• _Problem requirements_:
Answer these questions from the article on fentanyl overdoses in B.C.:
1. Which place had the largest number of fentanyl-related deaths listed by the BC Coroners' Service, and how many?
2. What position does Dr. Mark Lysyshyn hold?
3. On what date did David Smith use the heroin that contained fentanyl?
Start of Selected passage
A spike in fentanyl-related drug overdose deaths in B.C. has prompted a new campaign by police and health officials to warn occasional drug users, who they say are most at risk.

Fentanyl can be prescribed by physicians to control extreme pain, but has also been showing up mixed in street drugs, including heroin, oxycodone and even marijuana, according to RCMP. It doesn't have any smell or taste.

Fake oxycontin

Pills sold illegally as oxycodone are among the drugs that have been found laced with fentanyl, a very strong synthetic opate. (Calgary Police Service)

The people dying in fentanyl-related overdoses are overwhelmingly adult men who use drugs occasionally — not hardcore drug addicts, said health officials.

"These people are taking a drug that they're not expecting to take, that they have no tolerance to, and they're experiencing bad outcomes," said Dr. Mark Lysyshyn, a medical health officer with  Vancouver Coastal Health.

"Those are the people that are actually dying of this problem."

The BC Coroners' Service said fentanyl was a contributing factor in a quarter of the illicit drug overdose deaths in the province last year, with the largest numbers occurring in:

  • Vancouver: 29 deaths
  • Nanaimo: 18 deaths
  • Surrey:  15 deaths

Maple Ridge, Prince George, Langley and Fort St. John were also identified as areas with a number of fentanyl-related deaths, but no statistics were provided.

None of the deaths are from fentanyl-laced marijuana, though RCMP said the drug has been found in pot too.

'My brother's life has been stolen'

Lorrie Maude

Lorrie Maude lost her brother David, 47, to a fentanyl overdose last year. (CBC)

Lorrie Maude lost her brother David Smith to a fentanyl-related overdose last year, and is telling his story as part of the public health campaign.

The 47 year old had used heroin for years, and knew what kind of a high to expect, she said.

On Nov. 22, he was running a bath and used a small amount of heroin, before bed. It contained fentanyl, and he died before climbing into the tub.

"We know that he was using an illegal drug, but ... we feel like my brother's life has been stolen from us," said Maude.
End of Selected passage
Start of Dataset content
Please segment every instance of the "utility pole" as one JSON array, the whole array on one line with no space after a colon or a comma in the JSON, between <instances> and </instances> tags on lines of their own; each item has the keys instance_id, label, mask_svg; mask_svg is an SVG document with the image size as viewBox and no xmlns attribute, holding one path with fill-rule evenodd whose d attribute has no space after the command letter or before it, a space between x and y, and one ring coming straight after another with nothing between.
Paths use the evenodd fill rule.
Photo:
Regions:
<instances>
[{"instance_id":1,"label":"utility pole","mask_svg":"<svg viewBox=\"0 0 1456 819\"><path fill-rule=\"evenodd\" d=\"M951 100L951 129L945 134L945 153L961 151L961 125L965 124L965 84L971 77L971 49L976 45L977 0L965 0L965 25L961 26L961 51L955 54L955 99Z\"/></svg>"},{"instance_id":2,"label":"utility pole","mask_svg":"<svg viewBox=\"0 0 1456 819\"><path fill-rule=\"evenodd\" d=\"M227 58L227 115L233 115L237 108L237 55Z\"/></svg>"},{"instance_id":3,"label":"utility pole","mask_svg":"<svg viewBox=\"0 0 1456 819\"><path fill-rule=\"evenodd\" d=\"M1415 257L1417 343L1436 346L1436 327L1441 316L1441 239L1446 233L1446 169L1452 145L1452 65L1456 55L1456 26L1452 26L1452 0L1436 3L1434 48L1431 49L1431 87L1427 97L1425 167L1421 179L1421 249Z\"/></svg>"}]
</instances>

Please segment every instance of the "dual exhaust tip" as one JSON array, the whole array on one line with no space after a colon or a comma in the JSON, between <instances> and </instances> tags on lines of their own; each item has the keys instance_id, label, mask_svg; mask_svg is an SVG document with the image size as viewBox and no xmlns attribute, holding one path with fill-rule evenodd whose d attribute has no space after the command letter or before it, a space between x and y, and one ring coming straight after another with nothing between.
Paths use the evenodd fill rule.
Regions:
End of Dataset content
• _Solution to this exercise_:
1. Vancouver, with 29 deaths.
2. He is a medical health officer with Vancouver Coastal Health.
3. Nov. 22.